* Directions for this task
Take the data that follows and retype it word for word.

Extracted data entries:
------------------------

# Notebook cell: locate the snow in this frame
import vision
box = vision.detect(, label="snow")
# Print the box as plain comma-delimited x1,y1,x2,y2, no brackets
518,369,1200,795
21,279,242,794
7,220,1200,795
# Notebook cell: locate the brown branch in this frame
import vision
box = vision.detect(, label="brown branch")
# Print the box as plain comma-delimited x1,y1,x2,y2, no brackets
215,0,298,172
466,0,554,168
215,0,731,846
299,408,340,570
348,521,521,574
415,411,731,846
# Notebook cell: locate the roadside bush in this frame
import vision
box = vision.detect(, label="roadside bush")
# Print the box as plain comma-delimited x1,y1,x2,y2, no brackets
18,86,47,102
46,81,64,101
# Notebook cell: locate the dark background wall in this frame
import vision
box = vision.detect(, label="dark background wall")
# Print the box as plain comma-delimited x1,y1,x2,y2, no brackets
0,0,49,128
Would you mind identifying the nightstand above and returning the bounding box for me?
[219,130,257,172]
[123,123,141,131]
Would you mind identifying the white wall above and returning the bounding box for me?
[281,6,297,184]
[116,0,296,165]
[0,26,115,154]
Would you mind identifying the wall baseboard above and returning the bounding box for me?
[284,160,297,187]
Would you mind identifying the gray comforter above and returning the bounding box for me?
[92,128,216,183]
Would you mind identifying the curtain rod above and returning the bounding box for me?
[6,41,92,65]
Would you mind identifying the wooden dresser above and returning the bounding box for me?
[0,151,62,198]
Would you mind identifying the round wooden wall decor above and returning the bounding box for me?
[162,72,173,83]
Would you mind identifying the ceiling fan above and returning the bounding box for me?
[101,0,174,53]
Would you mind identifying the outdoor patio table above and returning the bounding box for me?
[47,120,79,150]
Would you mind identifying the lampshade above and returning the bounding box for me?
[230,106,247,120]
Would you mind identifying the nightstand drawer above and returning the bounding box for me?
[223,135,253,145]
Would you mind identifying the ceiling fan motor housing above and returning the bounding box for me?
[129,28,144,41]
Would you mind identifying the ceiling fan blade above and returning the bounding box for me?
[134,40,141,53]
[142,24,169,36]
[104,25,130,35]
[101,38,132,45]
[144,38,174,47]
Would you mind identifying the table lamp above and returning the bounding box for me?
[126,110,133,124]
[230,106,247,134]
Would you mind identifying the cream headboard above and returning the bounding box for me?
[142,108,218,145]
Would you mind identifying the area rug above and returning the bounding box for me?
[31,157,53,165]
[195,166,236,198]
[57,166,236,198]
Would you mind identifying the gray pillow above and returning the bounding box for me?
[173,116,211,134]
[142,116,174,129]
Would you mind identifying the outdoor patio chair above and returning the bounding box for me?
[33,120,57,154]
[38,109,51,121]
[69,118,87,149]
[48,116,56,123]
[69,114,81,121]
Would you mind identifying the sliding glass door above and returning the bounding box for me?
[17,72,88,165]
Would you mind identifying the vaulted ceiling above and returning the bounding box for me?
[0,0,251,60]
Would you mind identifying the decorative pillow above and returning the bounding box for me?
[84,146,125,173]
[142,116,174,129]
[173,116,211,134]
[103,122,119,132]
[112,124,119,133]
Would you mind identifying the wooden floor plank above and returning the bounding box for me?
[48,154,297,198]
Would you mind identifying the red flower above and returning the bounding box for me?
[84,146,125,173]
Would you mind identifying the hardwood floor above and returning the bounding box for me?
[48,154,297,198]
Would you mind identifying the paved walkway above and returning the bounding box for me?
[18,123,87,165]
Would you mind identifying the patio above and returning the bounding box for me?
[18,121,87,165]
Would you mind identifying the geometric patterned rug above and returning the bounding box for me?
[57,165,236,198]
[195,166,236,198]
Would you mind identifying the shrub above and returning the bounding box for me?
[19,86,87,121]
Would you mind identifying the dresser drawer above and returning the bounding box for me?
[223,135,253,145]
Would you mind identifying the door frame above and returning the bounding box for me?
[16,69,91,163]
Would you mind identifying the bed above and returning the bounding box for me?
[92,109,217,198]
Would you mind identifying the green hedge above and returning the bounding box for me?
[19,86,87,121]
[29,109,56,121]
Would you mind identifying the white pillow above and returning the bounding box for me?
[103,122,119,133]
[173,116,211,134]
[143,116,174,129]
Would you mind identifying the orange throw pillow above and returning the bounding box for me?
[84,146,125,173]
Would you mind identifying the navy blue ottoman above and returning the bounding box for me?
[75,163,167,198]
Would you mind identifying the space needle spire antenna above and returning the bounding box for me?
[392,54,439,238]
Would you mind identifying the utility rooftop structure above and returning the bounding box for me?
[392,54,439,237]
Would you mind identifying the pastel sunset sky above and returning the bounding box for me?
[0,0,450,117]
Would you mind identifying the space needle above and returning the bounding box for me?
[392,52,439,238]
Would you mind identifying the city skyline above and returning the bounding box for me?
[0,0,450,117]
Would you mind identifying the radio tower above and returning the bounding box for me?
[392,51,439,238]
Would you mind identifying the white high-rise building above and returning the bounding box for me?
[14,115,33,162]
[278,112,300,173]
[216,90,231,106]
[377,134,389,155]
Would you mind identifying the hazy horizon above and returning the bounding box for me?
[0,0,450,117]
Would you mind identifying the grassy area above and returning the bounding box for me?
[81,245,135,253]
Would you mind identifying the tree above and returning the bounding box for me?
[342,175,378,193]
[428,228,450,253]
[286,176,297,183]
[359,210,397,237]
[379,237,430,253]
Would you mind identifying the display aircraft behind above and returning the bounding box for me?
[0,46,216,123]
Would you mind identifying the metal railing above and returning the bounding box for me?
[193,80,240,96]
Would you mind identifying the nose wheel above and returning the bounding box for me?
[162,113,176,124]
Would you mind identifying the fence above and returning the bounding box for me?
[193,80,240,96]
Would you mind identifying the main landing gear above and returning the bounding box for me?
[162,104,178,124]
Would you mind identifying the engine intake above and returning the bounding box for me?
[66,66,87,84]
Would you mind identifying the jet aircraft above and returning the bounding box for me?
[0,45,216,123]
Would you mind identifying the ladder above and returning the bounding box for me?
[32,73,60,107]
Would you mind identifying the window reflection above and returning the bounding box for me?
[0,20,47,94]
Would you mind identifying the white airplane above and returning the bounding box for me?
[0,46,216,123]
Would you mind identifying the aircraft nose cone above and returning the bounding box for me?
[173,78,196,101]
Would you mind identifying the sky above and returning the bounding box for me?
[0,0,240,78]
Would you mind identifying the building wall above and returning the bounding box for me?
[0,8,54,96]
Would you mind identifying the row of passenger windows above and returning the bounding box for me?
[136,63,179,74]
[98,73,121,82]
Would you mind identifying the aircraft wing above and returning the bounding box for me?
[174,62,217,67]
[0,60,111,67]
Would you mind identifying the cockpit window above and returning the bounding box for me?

------------------------

* Complete response
# Notebook cell: locate the snow in this frame
import vision
box = vision.detect(, label="snow")
# Print the box as plain comma-delimited x1,y1,x2,y2, no brackets
518,369,1200,795
21,279,242,794
7,220,1200,795
# Notebook cell: locate the brown branch in this frame
import vision
box = vision.detect(, label="brown branch")
# Print the box as plain comma-delimited x1,y1,x2,y2, no brackets
215,0,298,172
466,0,554,168
215,0,731,846
299,408,340,570
348,521,521,574
415,411,731,846
# Notebook cell: locate the roadside bush in this frame
import vision
box = vision.detect(, label="roadside bush")
# Print the box as plain comma-delimited x1,y1,x2,y2, no brackets
18,86,47,102
46,81,64,101
# Notebook cell: locate the dark background wall in this frame
import vision
box = vision.detect(, label="dark background wall")
# Print the box as plain comma-delimited x1,y1,x2,y2, no brackets
0,0,49,128
Would you mind identifying the nightstand above and returning the bounding box for me?
[219,130,257,172]
[123,123,141,131]
Would you mind identifying the white wall above and returning the bounding box for me?
[281,6,297,184]
[116,0,296,165]
[0,26,115,154]
Would you mind identifying the wall baseboard above and returning the bounding box for me?
[284,160,297,187]
Would you mind identifying the gray comforter above and returning the bounding box for me?
[92,128,216,183]
Would you mind identifying the curtain rod above and returning the bounding box for me?
[6,41,92,65]
Would you mind identifying the wooden dresser above and returning the bounding box for me?
[0,151,62,198]
Would you mind identifying the round wooden wall decor above and returning the bounding box for me?
[162,72,173,83]
Would you mind identifying the ceiling fan above and returning the bounding box for me?
[101,0,174,53]
Would you mind identifying the outdoor patio table above and returning the bounding box for me?
[47,120,79,150]
Would you mind identifying the lampshade above and returning the bounding box for me?
[230,106,247,120]
Would you mind identifying the nightstand drawer above and returning the bounding box for me?
[223,135,253,145]
Would you mind identifying the ceiling fan motor housing above and returning the bounding box for me?
[129,28,144,41]
Would you mind identifying the ceiling fan blade above and returning the bounding box for me?
[134,40,141,53]
[142,24,169,36]
[104,25,130,35]
[101,38,132,45]
[144,38,174,47]
Would you mind identifying the table lamp above and returning the bounding box for me?
[126,110,133,124]
[230,106,247,134]
Would you mind identifying the cream headboard above and returning the bounding box for me?
[142,108,218,145]
Would you mind identifying the area rug above and returning the bounding box for me?
[31,157,53,165]
[195,166,236,198]
[57,166,236,198]
Would you mind identifying the gray pillow above and returning the bounding box for me?
[173,116,211,134]
[142,116,174,129]
Would you mind identifying the outdoor patio chair above and returning the bounding box for me?
[33,120,57,154]
[38,109,51,121]
[69,118,87,149]
[48,116,56,123]
[69,114,81,121]
Would you mind identifying the sliding glass door above and returning the bounding box for me?
[17,72,88,165]
Would you mind identifying the vaulted ceiling above and returning the bounding box for me?
[0,0,251,60]
Would you mind identifying the decorative pillow above and returning the bounding box for me?
[84,146,125,173]
[142,116,174,129]
[173,116,211,134]
[103,122,119,132]
[112,124,119,133]
Would you mind identifying the wooden floor plank above and returning the bounding box for me?
[48,154,297,198]
Would you mind identifying the red flower above and returning the bounding box for me?
[84,146,125,173]
Would you mind identifying the hardwood floor above and returning the bounding box for me?
[48,154,297,198]
Would you mind identifying the paved walkway above and returning the bounding box for me?
[18,123,87,165]
Would you mind identifying the patio above and returning the bounding box for me?
[18,121,87,165]
Would you mind identifying the geometric patterned rug above and returning the bounding box for me?
[57,165,236,198]
[195,166,236,198]
Would you mind identifying the shrub above and returning the bounding box for me?
[19,86,87,121]
Would you mind identifying the dresser drawer above and returning the bounding box for me?
[223,135,253,145]
Would you mind identifying the door frame above and returning the bounding box for me?
[16,69,91,163]
Would you mind identifying the bed above and returning the bounding box for me?
[92,109,217,198]
Would you mind identifying the green hedge above and returning the bounding box for me?
[19,86,87,121]
[29,109,56,121]
Would you mind identifying the white pillow above and returning the bounding box for me?
[103,122,119,133]
[173,116,211,134]
[143,116,174,129]
Would you mind identifying the orange throw pillow above and returning the bounding box for me?
[84,146,125,173]
Would you mind identifying the navy blue ottoman above and returning the bounding box for me?
[75,163,167,198]
Would you mind identifying the space needle spire antenna above and returning the bounding box for me?
[392,54,439,238]
Would you mind identifying the utility rooftop structure above and returning the bounding box for me?
[392,54,439,237]
Would you mind identifying the pastel sunset sky above and returning the bounding box for me?
[0,0,450,117]
Would you mind identifying the space needle above and returning the bounding box for me?
[392,52,439,238]
Would you mind identifying the city skyline above and returning the bounding box for me?
[0,0,450,117]
Would you mind identifying the radio tower above and returning the bounding box for me?
[392,51,439,238]
Would you mind identifying the white high-rise building above and returning the bounding box for me?
[14,115,33,162]
[278,112,300,173]
[216,90,231,106]
[377,134,389,155]
Would you mind identifying the hazy horizon above and returning the bounding box for me?
[0,0,450,117]
Would you mind identifying the grassy area above and returning the bounding box for me?
[81,245,135,253]
Would you mind identifying the tree above and returning the bounding box for me?
[342,175,378,193]
[428,228,450,253]
[286,176,297,183]
[359,210,397,237]
[379,237,430,253]
Would you mind identifying the display aircraft behind above and returning the bounding box for me?
[0,46,216,123]
Would you mind identifying the metal railing above and returning the bounding box for me?
[193,80,240,96]
Would you mind identifying the nose wheel above and returning the bounding box for me?
[162,113,176,124]
Would you mind identifying the fence above and returning the bounding box for me?
[193,80,240,96]
Would you mind identifying the main landing gear above and returning the bounding box for me?
[162,104,178,124]
Would you mind identifying the engine intake above and returning the bounding box for me?
[66,66,87,84]
Would you mind identifying the jet aircraft above and returning the bounding box for me?
[0,45,216,123]
Would you mind identifying the ladder above and returning the bounding box for me?
[32,73,60,107]
Would you mind identifying the window reflection above and returning the bounding box for me?
[0,20,47,94]
Would you mind identifying the white airplane above and returning the bounding box for me?
[0,46,216,123]
Would you mind identifying the aircraft nose cone above and returning the bounding box for me?
[173,78,196,101]
Would you mind identifying the sky above and returning the bounding box for me?
[0,0,240,78]
Would you mind identifying the building wall above and returning the bounding box for me?
[0,8,54,96]
Would you mind identifying the row of passenger windows above and returning the bounding box for me?
[136,63,179,74]
[98,73,121,82]
Would you mind identifying the aircraft wing above and returning the bounding box for me?
[174,62,217,67]
[0,60,111,67]
Would you mind identifying the cockpit window above and returning the bounding box for me?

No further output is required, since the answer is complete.